_What the task requires_: Each line below is to be copied exactly as it appears.
————————
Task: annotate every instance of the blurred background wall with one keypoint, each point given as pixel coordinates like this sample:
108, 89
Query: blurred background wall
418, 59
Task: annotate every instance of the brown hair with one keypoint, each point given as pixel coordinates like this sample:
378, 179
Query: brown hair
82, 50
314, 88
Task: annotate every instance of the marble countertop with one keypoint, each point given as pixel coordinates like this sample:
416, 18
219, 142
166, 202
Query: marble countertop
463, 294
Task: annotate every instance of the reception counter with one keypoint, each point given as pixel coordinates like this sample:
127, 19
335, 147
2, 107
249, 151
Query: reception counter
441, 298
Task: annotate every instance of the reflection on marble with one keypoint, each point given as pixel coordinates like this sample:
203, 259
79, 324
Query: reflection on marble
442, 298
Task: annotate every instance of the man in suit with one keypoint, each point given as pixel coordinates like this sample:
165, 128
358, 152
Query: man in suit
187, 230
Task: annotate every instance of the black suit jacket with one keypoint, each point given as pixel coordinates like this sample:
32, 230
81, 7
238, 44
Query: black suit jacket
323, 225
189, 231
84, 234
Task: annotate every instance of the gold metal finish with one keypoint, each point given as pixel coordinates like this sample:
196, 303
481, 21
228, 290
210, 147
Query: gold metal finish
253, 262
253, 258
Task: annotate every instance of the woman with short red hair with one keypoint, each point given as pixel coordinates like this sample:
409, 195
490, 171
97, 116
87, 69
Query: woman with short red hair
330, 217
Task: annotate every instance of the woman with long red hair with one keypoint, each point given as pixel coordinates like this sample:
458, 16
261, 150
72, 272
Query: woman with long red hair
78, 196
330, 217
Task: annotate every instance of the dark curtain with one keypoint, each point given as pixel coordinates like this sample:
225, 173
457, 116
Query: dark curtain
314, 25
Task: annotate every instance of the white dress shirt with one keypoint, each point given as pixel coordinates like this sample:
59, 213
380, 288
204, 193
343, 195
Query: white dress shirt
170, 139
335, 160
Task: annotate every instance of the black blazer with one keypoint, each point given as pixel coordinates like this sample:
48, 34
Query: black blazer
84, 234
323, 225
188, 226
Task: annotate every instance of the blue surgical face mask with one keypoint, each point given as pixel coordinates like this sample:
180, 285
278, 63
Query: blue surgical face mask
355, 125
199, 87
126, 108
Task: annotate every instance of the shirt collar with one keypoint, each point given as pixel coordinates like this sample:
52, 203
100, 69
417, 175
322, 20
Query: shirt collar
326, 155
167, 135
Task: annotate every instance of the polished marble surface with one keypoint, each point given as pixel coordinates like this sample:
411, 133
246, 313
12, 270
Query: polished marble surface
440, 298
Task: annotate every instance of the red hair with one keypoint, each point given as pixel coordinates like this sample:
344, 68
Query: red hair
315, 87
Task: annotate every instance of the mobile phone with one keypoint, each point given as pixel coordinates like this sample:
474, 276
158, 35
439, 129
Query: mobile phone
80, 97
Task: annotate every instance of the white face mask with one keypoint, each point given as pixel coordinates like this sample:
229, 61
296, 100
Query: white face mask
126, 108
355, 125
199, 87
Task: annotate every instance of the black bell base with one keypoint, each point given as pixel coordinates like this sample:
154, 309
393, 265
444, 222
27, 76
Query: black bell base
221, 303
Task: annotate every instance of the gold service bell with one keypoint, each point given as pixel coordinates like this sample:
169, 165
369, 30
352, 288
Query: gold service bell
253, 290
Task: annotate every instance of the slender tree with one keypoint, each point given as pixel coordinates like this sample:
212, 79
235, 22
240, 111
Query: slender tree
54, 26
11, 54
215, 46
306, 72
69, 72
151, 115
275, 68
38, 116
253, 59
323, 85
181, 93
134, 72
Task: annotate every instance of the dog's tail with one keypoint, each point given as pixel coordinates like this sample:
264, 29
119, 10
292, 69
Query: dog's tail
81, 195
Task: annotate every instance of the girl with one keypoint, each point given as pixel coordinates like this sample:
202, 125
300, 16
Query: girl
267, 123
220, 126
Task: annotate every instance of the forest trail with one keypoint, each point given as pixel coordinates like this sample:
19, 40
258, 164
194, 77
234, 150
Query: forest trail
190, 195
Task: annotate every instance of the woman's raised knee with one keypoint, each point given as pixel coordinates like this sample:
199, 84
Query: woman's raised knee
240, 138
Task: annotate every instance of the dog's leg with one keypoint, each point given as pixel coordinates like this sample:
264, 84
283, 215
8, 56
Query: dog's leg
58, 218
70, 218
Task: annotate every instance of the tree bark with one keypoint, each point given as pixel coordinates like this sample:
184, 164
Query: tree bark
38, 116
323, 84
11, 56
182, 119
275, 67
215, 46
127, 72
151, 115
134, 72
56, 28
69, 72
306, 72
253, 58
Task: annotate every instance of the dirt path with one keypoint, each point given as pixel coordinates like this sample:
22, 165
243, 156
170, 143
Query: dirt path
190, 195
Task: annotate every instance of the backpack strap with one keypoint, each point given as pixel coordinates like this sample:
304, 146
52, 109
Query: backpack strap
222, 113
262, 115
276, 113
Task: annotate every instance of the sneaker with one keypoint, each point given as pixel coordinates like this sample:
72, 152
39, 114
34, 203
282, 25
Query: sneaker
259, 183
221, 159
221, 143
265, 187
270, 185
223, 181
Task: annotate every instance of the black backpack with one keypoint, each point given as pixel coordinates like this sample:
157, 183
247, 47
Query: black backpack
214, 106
————————
_Result below_:
Task: annotate every instance of the blurred background wall with one keypoint, each point given as pixel coordinates like this sample:
108, 89
Query: blurred background wall
418, 59
Task: annotate every instance of the brown hair with one keypoint, each point given as pixel coordinates like this sample:
378, 179
Query: brown hair
82, 50
314, 88
Task: annotate every instance of the marble countertop with one keypoint, each point given as pixel coordinates like this sample:
416, 18
219, 142
166, 202
Query: marble countertop
463, 294
Task: annotate every instance of the reception counter with one keypoint, each point given as pixel coordinates like this sample:
127, 19
335, 147
2, 107
249, 151
Query: reception counter
441, 298
Task: annotate every instance of the reflection on marble with one keypoint, each point given as pixel coordinates like this sample:
203, 259
79, 324
Query: reflection on marble
442, 298
Task: annotate every instance of the man in suit with one keypoint, each point given as pixel coordinates like this sample:
165, 128
358, 152
Query: man in suit
187, 230
Task: annotate every instance of the black suit jacket with one keypoint, each point given as pixel coordinates like this sample:
32, 230
81, 7
238, 44
Query: black suit jacket
323, 225
189, 231
84, 234
Task: annotate every instance of the gold metal finish with one keypoint, each point given as pixel coordinates like this sample:
196, 303
481, 21
228, 290
210, 147
Query: gold metal finish
253, 262
253, 258
Task: annotate every instance of the woman with short red hair with one keypoint, each point given as pixel coordinates like this sample:
409, 195
490, 171
97, 116
87, 69
Query: woman with short red hair
330, 217
Task: annotate every instance of the woman with long red hair with one keypoint, each point given as pixel coordinates like this sample:
458, 16
261, 150
72, 272
Query: woman with long red hair
78, 196
330, 217
Task: annotate every instance of the dark curtain with one keypoint, each point given as pixel coordinates like this sample:
225, 173
457, 116
Query: dark curtain
314, 25
Task: annotate every instance of the white dress shirt with one keypoint, each point given as pixel coordinates like this sample:
59, 213
380, 288
204, 193
343, 195
Query: white dress shirt
170, 139
335, 160
Task: annotate every instance of the black blazer with one keypoint, each point given as pixel coordinates like this sample:
48, 34
Query: black blazer
84, 234
323, 225
188, 226
Task: annotate every instance of the blue surgical face mask with one keypoint, each point given as pixel coordinates like this sample:
180, 285
278, 63
Query: blue surgical face mask
355, 125
199, 87
126, 108
Task: annotate every instance of the shirt collar with one keypoint, each point given as pixel coordinates like this sample:
52, 203
100, 69
417, 175
322, 20
Query: shirt collar
326, 155
167, 135
Task: annotate every instance of the polished marble surface with one keypoint, each point given as pixel coordinates like this sample:
411, 133
246, 313
12, 270
Query: polished marble surface
440, 298
Task: annotate every instance of the red hair with one keypoint, each point given as pixel coordinates like this sample:
344, 68
Query: red hair
315, 87
Task: annotate every instance of the mobile phone with one keypoint, each point given as pixel coordinates like this sample:
474, 276
158, 35
439, 129
Query: mobile phone
80, 97
Task: annotate every instance of the white face mask with one keypoint, each point given as pixel coordinates like this sample:
229, 61
296, 100
Query: white face mask
126, 108
355, 125
199, 87
Task: annotate every instance of the black bell base with one keypoint, each point given as pixel coordinates like this sample:
154, 309
393, 265
444, 222
27, 76
Query: black bell base
221, 303
Task: annotate every instance of the gold service bell with one keypoint, each point given as pixel coordinates like this sample:
169, 165
369, 30
352, 288
Query: gold service bell
253, 290
Task: annotate every instance of the slender tree with one keypoint, each point given as pixel coordinates like this sample:
212, 79
235, 22
240, 111
Query: slender tree
54, 26
11, 54
215, 46
306, 72
69, 72
151, 115
275, 68
38, 116
253, 59
323, 85
181, 93
134, 72
Task: annotate every instance of the dog's tail with one keypoint, each point given as pixel coordinates like this sample:
264, 29
119, 10
292, 69
Query: dog's tail
81, 195
Task: annotate every instance of the girl with one keypoint, each point given as pixel coordinates like this sample:
202, 125
300, 16
Query: girl
267, 123
220, 126
Task: annotate every instance of the forest trail with one keypoint, each point given as pixel coordinates like this sample:
19, 40
258, 164
194, 77
234, 150
Query: forest trail
190, 195
Task: annotate every instance of the woman's raised knee with one keypoint, each point given as pixel coordinates like this sample:
199, 84
Query: woman's raised knee
240, 138
Task: annotate every instance of the dog's leg with one keypoint, each point given as pixel coordinates like this sample:
264, 84
283, 215
8, 56
Query: dog's leg
58, 218
70, 218
Task: annotate every instance of the tree bark with one keypoint, each point given as pixel coordinates like this sample:
184, 164
Query: tree bark
38, 116
323, 84
11, 56
182, 119
275, 67
215, 46
127, 72
151, 115
134, 72
56, 28
69, 72
306, 72
253, 58
Task: annotate every instance of the dirt path with one keypoint, each point given as pixel coordinates like this sample:
22, 165
243, 156
170, 143
Query: dirt path
190, 195
Task: annotate every instance of the backpack strap with one keypoint, each point given as pixel coordinates like this sample:
304, 146
52, 109
Query: backpack strap
222, 113
262, 115
276, 113
Task: annotate every instance of the sneaker with one keypoint, each point given as pixel coordinates like this sample:
72, 152
39, 114
34, 203
282, 25
Query: sneaker
259, 183
221, 159
221, 143
265, 187
270, 185
223, 181
Task: annotate every instance of the black backpack with one keypoint, each point given as pixel coordinates like this sample:
157, 183
247, 47
Query: black backpack
214, 106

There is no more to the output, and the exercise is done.